Provided text ▸
= = = = =

As Congress and the Trump administration race to hammer out an agreement on a massive stimulus package to boost the economy in the wake of economic downturn from the novel coronavirus pandemic, Democrats have been given a seat at the negotiating table to lay out their desired changes.
Among them is the push for President Donald Trump to declare a Marshall Plan for medical facilities across the country to provide equipment and aid; stipulations for any large corporations who receive loans from the government; cancel all student loan debt—not suspend, as Trump did on Friday; and expand unemployment insurance and paid sick and family leave.
“There is nothing in [Senate Majority Leader Mitch McConnell’s] bill to help hospitals. Now, we’re told we may do it in a supplemental later. Later is no good,” Senate Minority Leader Chuck Schumer (D-N.Y.) said on the floor. “We need a Marshall Plan for hospitals right now, and we need local governments that are also on the front lines to get dollars in their pockets. Many of them will go broke.”
The more than $1 trillion stimulus has been outlined in 247 pages by Senate Republicans, who consulted with White House officials in recent days. Under that plan, which will be changed as talks play out on Friday, many Americans would receive a $1,200 tax rebate check.
Now, the measure must be negotiated among White House officials and congressional leaders from both parties.
McConnell wants to have an agreement among the chamber’s Democrats and Republicans by late Friday so staff over the weekend can draft the text and be ready for a final vote on Monday. Along the way, the Trump administration will also weigh in.
“Laid-off workers cannot wait. Struggling Main Street businesses cannot wait. Our hospitals and health centers cannot wait,” the Kentucky Republican said on the floor. “I hope these member-level discussions will be able to produce agreements in principle on all four components by the end of the day today. In fact, they must reach [an] agreement by the end of the day today.”
In addition to declaring a Marshall Plan for medical facilities, Schumer urged Trump in a phone call Friday to invoke the wartime Defense Production Act to force private companies to produce ventilators and other medical equipment. The president then delivered the order to staff members.
“POTUS told Schumer he would, and then POTUS yelled to someone in his office to do it now,” Schumer’s office said.
In the stimulus, Schumer also wants to: prohibit companies that receive federal money from buying back their own stock, laying off workers, increasing executive pay and cutting worker salaries; expand unemployment insurance; expand paid sick and family leave—beyond what a separate stimulus package did earlier this week; and cancel—not suspend—all student loan debt for the duration of the ongoing public health crisis.
According to Schumer’s spokesperson, Trump was supportive of prohibiting stock buybacks and would look into expanding unemployment insurance, paid sick and family leave, and canceling student loan debt.
This is a developing story and will be updated with additional information as it becomes available.

= = = = =

Required tasks ▸
1. Using the stimulus article, decide whether each statement agrees with it: (a) Senate Republicans outlined the stimulus in 247 pages; (b) McConnell wants the final vote held on Friday; (c) Trump supported prohibiting stock buybacks. For each, answer yes or no and quote the deciding words.
2. Please duplicate part of the stimulus article, beginning at the words "The more than" and stopping after the words "from both parties.".

Dataset extract ▸
= = = = =

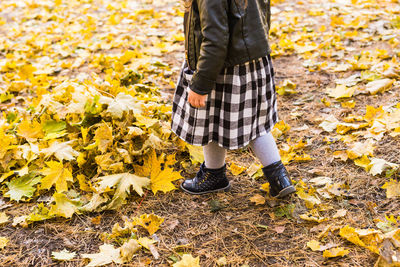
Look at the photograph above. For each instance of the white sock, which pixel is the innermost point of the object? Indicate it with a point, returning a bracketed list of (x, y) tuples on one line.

= = = = =

Responses ▸
1.
(a) Yes: "The more than $1 trillion stimulus has been outlined in 247 pages by Senate Republicans"
(b) No: "be ready for a final vote on Monday"
(c) Yes: "Trump was supportive of prohibiting stock buybacks"

2.
The more than $1 trillion stimulus has been outlined in 247 pages by Senate Republicans, who consulted with White House officials in recent days. Under that plan, which will be changed as talks play out on Friday, many Americans would receive a $1,200 tax rebate check.
Now, the measure must be negotiated among White House officials and congressional leaders from both parties.